EXCERPT TO READ ->
####

The Gospel according to Matthew describes that indescribable event with these words: “Jesus was transfigured (literally “he changed his appearance”) before Peter, James and John: his face shone like the sun and his garments became as white as light” (Matthew 17:2). In this feast, which is almost ignored or inattentively celebrated because of the elation caused by summer holidays by which many Christians are caught, Christ’s face is contemplated, a face that is radiant with a light addressed to the whole universe, to the whole mankind because it is the light of God’s life which wants to reach each creature through Christ: a light of life and communion.


And yet, since the moment when it was fixed by the monks of Palestine, the choice of the beginning of August for this commemoration has had also another coincidence which is extremely full of meaning: as a matter of fact, according to the Hebrew calendar the 9 of the month of Av falls on those very days, a day of fast and mourning during which the people of Israel commemorates the destructions of the first and the second Temple of Jerusalem (which occurred respectively in 586 BC and in 70 AD). Since then, the people of Israel also commemorates all the tragedies which marked Jewish history, such as the expulsion from Spain in 1492, till the utmost “catastrophe,” the shoah of the Nazi massacre of the last century.

Thus, born to contemplate Christ as the new Temple, not made by human hands, coinciding with the commemoration of the destruction of the Temple built by men, born to celebrate the destiny of light that awaits each man, the Transfiguration ended by having its meaning tragically enriched by the memory of a light — which blinds the hit mankind and makes the mankind that causes it ugly — and of the commemoration of the annihilation of the place and of the people chosen by God to reveal Himself. While Christians, in their churches filled with light, celebrate God’s glory which is refulgent on Christ’s face, the Jews read the book of the Lamentations in their synagogues, which are almost dark because of the dim light of only one candle. And the shadow of a gloomy and disquieting glow of death lies heavy on everybody, the bright cloud of a exterminating light. An upsetting paradox: the light of life of the Transfiguration, which comes from God and announces the future of the world in Christ, contrasts with the light of death produced by men which threatens the present of the world and compromises its tomorrow. The Transfiguration reminds us of the beauty to which mankind and the whole universe are destined, Hiroshima and the shoah witness the brutalization of which men are able; the Transfiguration evokes, assembling it in Christ, the glory to which the human body is destined, the cosmos itself, Hiroshima and the shoah reveal men’s ability to disfigure human flesh, to deform body and soul, to ravage the cosmos.

####

DATASET EXTRACT ->
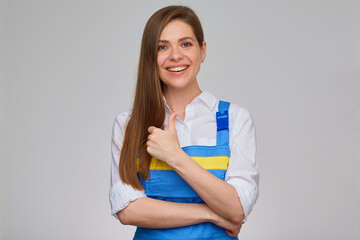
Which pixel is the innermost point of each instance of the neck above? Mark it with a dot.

####

WRITTEN INSTRUCTION -> Which years does the excerpt on the Transfiguration name, and what event does it link to each one?

EXERCISE SOLUTION ->
- 586 BC: the destruction of the first Temple of Jerusalem
- 70 AD: the destruction of the second Temple of Jerusalem
- 1492: the expulsion from Spain